_SOURCE PASSAGE_
● ● ●

Encore is a little library to provide an interface to generate an Angstrom's decoder and a internal encoder from a shared description. The goal is specifically for ocaml-git to ensure isomorphism when we decode and encode a Git object - and keep the same hash/identifier.

Published: 01 Apr 2018

README

Encore

Encore is a little library to provide an interface to generate an Angstrom's decoder and a internal encoder from a shared description. The goal is specifically for ocaml-git to ensure isomorphism when we decode and encode a Git object - and keep the same hash/identifier.

Examples

A good example can be found in test/ directory. It provides a description of a Git object and, by this way, make an Angstrom decoder and an encoder. Then, we test the Encore git repository itself to check integrity after a serialization and a de-serialization.

Benchmark

Encore integrates a little overhead when you compare generated decoder/encoder with an encoder and a decoder generated by your hands. We integrate a benchmark which compares a specific version of ocaml-git (encore branch) and decoder/encoder produced by Encore. You can run this benchmark locally with jbuilder build @runbench but first you need to pin ocaml-git on:

$ opam pin add git https://github.com/dinosaure/ocaml-git.git#encore
$ opam pin add git-http https://github.com/dinosaure/ocaml-git.git#encore
$ opam pin add git-unix https://github.com/dinosaure/ocaml-git.git#encore

Then, on my computer (Thinkpad X1 Carbon - Intel i7-7500U CPU @ 2.70 Ghz - 2.90 Ghz), I get this result:

┌────────┬──────────┬─────────┬──────────┬──────────┬────────────┐
│ Name   │ Time/Run │ mWd/Run │ mjWd/Run │ Prom/Run │ Percentage │
├────────┼──────────┼─────────┼──────────┼──────────┼────────────┤
│ encore │  37.24ms │  3.45Mw │ 194.32kw │  18.09kw │    100.00% │
│ git    │  32.84ms │  3.52Mw │ 229.67kw │  13.92kw │     88.16% │
└────────┴──────────┴─────────┴──────────┴──────────┴────────────┘

So, we can observe a little overhead but guarantees provided by Encore are more interesting than a faster decoder/encoder.

● ● ●

_DATA_
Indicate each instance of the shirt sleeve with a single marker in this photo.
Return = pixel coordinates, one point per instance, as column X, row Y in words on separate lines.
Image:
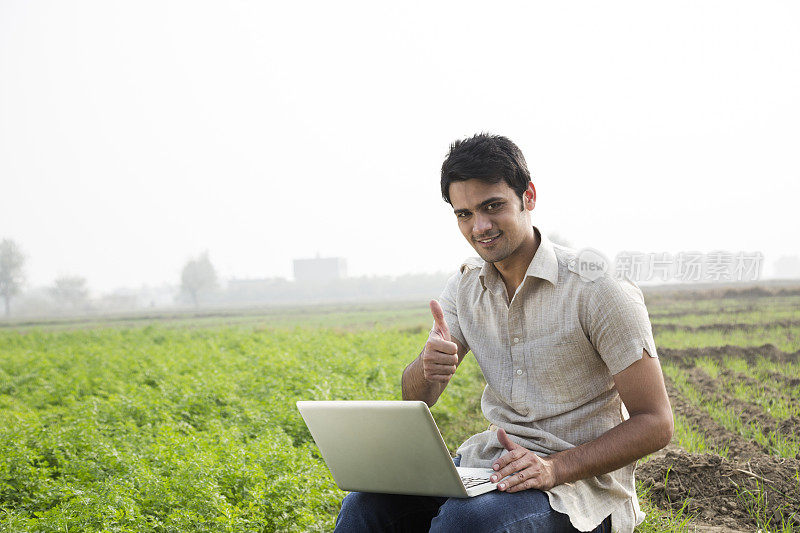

● ● ●

_TASK TO CARRY OUT_
Answer these questions using the Encore README. Number your answers to match.
1. Which project is Encore specifically meant to serve?
2. Which directory holds a good example?
3. What time per run does the benchmark table list for encore?

_ANSWER TO THE PROBLEM_
1. ocaml-git
2. test/
3. 37.24ms